• **Exercise task**
Reproduce the listing below word for word, leaving out the pictures.
===
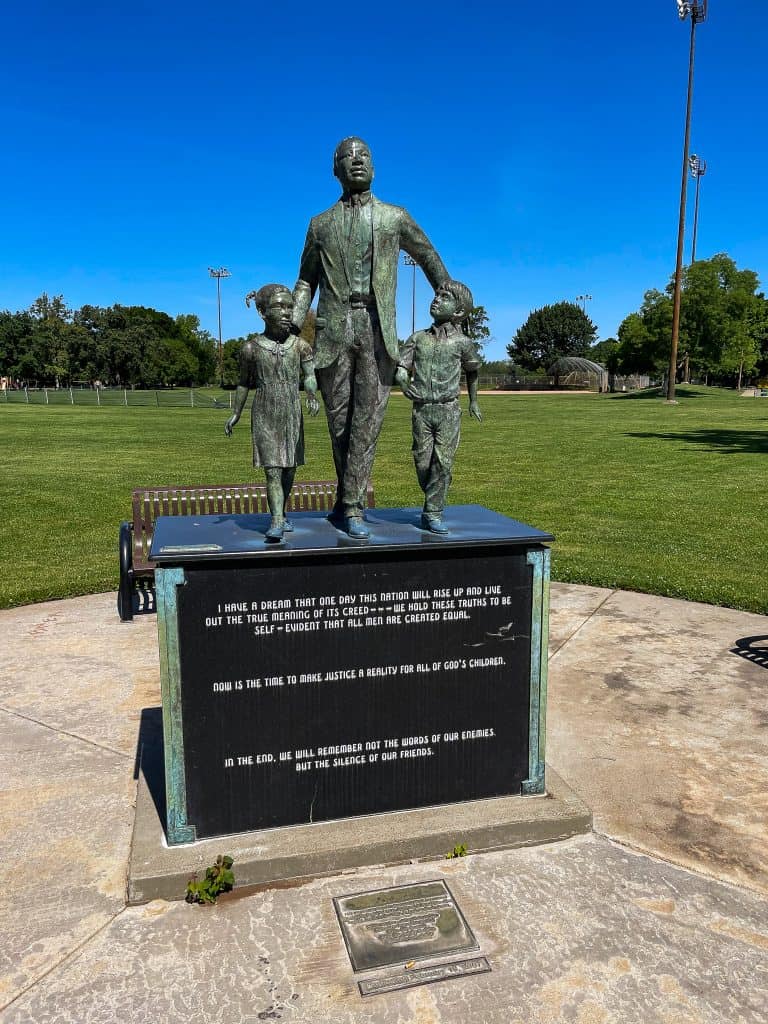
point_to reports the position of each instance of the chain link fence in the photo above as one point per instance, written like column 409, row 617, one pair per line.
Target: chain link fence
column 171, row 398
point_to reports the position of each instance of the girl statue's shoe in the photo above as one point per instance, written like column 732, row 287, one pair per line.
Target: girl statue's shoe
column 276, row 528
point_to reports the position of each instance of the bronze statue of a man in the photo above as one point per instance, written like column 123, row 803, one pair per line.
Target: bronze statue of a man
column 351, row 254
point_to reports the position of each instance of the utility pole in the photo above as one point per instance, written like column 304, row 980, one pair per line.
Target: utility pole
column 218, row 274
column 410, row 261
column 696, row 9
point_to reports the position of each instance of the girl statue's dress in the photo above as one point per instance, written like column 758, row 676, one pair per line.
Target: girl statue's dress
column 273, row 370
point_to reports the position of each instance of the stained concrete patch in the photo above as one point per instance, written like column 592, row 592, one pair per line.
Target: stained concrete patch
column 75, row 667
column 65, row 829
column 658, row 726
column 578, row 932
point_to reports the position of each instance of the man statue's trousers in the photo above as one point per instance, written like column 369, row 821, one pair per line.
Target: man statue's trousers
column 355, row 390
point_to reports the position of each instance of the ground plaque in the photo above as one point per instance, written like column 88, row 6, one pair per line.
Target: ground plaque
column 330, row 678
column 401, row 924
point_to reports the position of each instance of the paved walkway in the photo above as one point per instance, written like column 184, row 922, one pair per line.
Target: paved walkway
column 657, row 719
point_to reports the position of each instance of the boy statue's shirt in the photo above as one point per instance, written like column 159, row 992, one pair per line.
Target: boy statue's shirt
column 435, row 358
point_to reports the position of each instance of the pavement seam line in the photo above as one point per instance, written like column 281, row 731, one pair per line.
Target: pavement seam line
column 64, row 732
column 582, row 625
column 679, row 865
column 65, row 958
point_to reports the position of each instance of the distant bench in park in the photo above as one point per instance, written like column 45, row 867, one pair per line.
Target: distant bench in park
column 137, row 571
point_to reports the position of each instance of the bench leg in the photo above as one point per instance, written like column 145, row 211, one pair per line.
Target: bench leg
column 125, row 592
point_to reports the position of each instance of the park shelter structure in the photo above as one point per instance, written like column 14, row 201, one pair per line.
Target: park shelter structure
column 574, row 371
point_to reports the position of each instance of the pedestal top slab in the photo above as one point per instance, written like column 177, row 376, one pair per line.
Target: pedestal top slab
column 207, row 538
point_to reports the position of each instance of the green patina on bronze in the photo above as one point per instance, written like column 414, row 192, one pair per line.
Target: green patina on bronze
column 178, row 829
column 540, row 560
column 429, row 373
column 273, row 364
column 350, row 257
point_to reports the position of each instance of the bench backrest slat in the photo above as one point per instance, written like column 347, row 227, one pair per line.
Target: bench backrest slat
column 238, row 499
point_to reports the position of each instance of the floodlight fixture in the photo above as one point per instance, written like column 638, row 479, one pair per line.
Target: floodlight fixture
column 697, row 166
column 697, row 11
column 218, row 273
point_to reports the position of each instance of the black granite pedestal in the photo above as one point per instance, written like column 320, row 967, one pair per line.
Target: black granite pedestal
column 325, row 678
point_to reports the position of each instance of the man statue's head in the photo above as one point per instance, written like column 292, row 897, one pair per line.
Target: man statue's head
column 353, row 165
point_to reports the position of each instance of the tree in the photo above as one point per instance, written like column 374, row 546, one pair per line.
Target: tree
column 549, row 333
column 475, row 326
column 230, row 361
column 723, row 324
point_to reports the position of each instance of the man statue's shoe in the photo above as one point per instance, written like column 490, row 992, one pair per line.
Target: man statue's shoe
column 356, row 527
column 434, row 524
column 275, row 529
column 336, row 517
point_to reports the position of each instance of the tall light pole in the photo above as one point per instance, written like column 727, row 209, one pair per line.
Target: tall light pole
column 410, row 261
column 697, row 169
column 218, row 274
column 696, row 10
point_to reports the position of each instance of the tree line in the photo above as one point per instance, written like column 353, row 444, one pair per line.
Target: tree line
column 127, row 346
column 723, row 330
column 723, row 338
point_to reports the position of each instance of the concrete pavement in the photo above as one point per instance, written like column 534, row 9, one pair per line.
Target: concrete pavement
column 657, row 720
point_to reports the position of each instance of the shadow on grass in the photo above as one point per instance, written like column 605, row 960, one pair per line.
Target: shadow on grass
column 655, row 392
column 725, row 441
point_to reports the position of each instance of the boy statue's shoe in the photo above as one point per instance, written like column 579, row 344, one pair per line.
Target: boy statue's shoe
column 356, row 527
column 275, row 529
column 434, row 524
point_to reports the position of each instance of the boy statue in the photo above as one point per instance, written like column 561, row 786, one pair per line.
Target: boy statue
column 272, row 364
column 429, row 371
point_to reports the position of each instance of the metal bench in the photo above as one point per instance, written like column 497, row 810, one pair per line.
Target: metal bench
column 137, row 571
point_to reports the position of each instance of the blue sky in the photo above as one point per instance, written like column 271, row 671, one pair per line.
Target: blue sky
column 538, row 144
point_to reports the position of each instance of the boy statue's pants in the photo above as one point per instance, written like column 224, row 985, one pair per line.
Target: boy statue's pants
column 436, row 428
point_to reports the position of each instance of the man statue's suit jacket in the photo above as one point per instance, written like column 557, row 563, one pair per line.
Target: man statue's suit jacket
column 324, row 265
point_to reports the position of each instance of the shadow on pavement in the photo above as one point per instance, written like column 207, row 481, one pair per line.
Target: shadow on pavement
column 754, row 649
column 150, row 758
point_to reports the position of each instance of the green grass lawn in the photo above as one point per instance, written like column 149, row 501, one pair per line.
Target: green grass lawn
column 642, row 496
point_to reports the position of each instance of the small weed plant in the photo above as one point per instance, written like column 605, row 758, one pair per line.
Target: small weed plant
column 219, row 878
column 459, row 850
===
• **Task solution**
point_to reports the position of each instance of the chain link fence in the photo above as one point per instance, written like column 409, row 617, one pair per line.
Target: chain link fence
column 171, row 398
point_to reports the position of each instance of the girl statue's shoe in the photo above as one point per instance, written like column 732, row 287, one pair per line.
Target: girl statue's shoe
column 276, row 528
point_to reports the position of each instance of the bronze statue of a man in the photo above as one point per instance, written like column 123, row 803, one pair per line.
Target: bronze statue of a man
column 351, row 254
point_to reports the position of each instance of the utility pole in the photo above as one point per instance, written like column 304, row 980, one pair per line.
Target: utility pole
column 218, row 274
column 410, row 261
column 696, row 9
point_to reports the position of each instance of the girl statue's dress in the photo above as one point per instance, written like column 758, row 676, one pair per line.
Target: girl statue's dress
column 273, row 370
point_to reports the position of each instance of the stained concrete patch in the photo above as one point per instance, written like column 592, row 592, one pair per line.
Target: stained concrete patch
column 75, row 667
column 65, row 829
column 658, row 726
column 578, row 932
point_to reports the position of each instance of the man statue's trousers in the photo above as one point per instance, written like column 369, row 821, one pair per line.
Target: man statue's trousers
column 355, row 390
point_to reports the position of each instance of the ground plaque in the photo above as one point per instance, written like column 88, row 6, one pair per line.
Target: ground plaque
column 330, row 678
column 401, row 924
point_to reports the position of each instance of the paved walkway in the photo above as one point per instance, written like column 184, row 922, one pair per line.
Target: paved walkway
column 657, row 719
point_to reports the position of each instance of the boy statue's shirt in the photo above as one point per instance, written like column 159, row 992, one pair per line.
Target: boy statue's shirt
column 435, row 358
point_to reports the position of each instance of the pavement seam line in the photo above as one point per instance, written like column 281, row 731, one pair per line.
Target: pavement seam line
column 64, row 732
column 582, row 625
column 679, row 865
column 65, row 958
point_to reports the position of each instance of the distant bench in park in the photo above as one point per instance, written like column 45, row 867, one pair per line.
Target: distant bench in park
column 137, row 571
point_to reports the position of each instance of the bench leg in the photo above as one point per instance, written like column 145, row 211, one pair per line.
Target: bench leg
column 125, row 592
point_to reports the position of each instance of the park shelter structure in the photo above as one point per instance, written like column 14, row 201, one pair per line.
Target: park shelter structure
column 574, row 371
point_to reports the position of each instance of the pedestal top slab in the photo above as one point per instance, written like column 177, row 376, one pair per line.
Target: pedestal top slab
column 207, row 538
point_to reports the position of each instance of the green patina on bronze in the photo above as one point per instance, written like column 414, row 192, one pair per line.
Target: green patina on bronze
column 178, row 829
column 540, row 560
column 429, row 373
column 273, row 364
column 350, row 257
point_to reports the position of each instance of the bench backrest slat in the photo above as one point per instance, written like column 347, row 227, one pair per line.
Target: bench backrest slat
column 238, row 499
point_to reports the position of each instance of the floodlight fixture in the photo above as one point per instance, written like column 638, row 479, one pair per line.
Target: floodlight fixture
column 697, row 166
column 697, row 11
column 218, row 273
point_to reports the position of each instance of the black granite pedestal in the photo above as one point per instance, written like column 320, row 967, one pair per line.
Target: black granite pedestal
column 325, row 678
point_to reports the position of each instance of the man statue's head in the photo above as one point per instance, written like column 292, row 897, one pair per line.
Target: man statue's head
column 353, row 165
point_to reports the position of each instance of the tree in the photo above as one point per instance, written like column 374, row 546, one pair per line.
Target: tree
column 549, row 333
column 475, row 326
column 230, row 361
column 723, row 324
point_to reports the position of each instance of the man statue's shoe in the photo above as one point per instance, written like column 490, row 992, one pair per line.
Target: man statue's shoe
column 356, row 527
column 434, row 524
column 275, row 529
column 336, row 517
point_to reports the position of each instance of the tall light pole in the photo above as one point per instance, written like column 727, row 209, one pair per line.
Target: tall light pole
column 410, row 261
column 697, row 169
column 218, row 274
column 696, row 10
point_to reports the position of each instance of the tree line in the photo above as one point per instance, written like column 353, row 444, one pair per line.
Target: tree line
column 127, row 346
column 723, row 330
column 723, row 338
point_to reports the position of each instance of the concrete pavement in the photo above as one point per instance, written like column 534, row 9, one pair per line.
Target: concrete pavement
column 657, row 720
point_to reports the position of each instance of the shadow on grass in the photo above as one point per instance, written like column 605, row 960, one pair per line.
Target: shadow on grass
column 655, row 392
column 725, row 441
point_to reports the position of each instance of the boy statue's shoe in the photo above as one point per instance, written like column 579, row 344, one pair per line.
Target: boy statue's shoe
column 356, row 527
column 275, row 529
column 434, row 524
point_to reports the position of each instance of the boy statue in the photo above as one point per instance, written like column 561, row 786, one pair per line.
Target: boy statue
column 272, row 364
column 429, row 371
point_to reports the position of each instance of the metal bench in the photo above as one point per instance, written like column 497, row 810, one pair per line.
Target: metal bench
column 137, row 571
point_to reports the position of each instance of the blue sky in the photo above as one point per instance, written like column 271, row 671, one pair per line.
Target: blue sky
column 538, row 144
point_to reports the position of each instance of the boy statue's pants in the photo above as one point per instance, written like column 224, row 985, one pair per line.
Target: boy statue's pants
column 436, row 428
point_to reports the position of each instance of the man statue's suit jacket in the photo above as one point per instance, written like column 557, row 563, one pair per line.
Target: man statue's suit jacket
column 324, row 265
point_to reports the position of each instance of the shadow on pavement in the photo above as one point per instance, written like column 207, row 481, one pair per line.
Target: shadow on pavement
column 754, row 649
column 150, row 758
point_to reports the position of each instance of the green grass lawn in the photo above as one point per instance, written like column 149, row 501, one pair per line.
Target: green grass lawn
column 642, row 496
point_to reports the position of each instance of the small weed plant in the photo above as one point per instance, written like column 605, row 758, one pair per line.
Target: small weed plant
column 219, row 878
column 459, row 850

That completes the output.